> **Work instruction**
Retype the listing that follows, leaving nothing out.

> **Input records**
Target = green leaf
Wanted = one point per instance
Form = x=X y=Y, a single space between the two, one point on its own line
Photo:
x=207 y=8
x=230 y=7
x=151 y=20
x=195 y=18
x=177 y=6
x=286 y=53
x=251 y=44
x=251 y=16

> **Solution to this exercise**
Target = green leaf
Wanted = one point per instance
Form = x=X y=Y, a single space between the two, one point on its own line
Photo:
x=207 y=8
x=230 y=7
x=151 y=20
x=195 y=18
x=177 y=6
x=286 y=53
x=251 y=44
x=251 y=16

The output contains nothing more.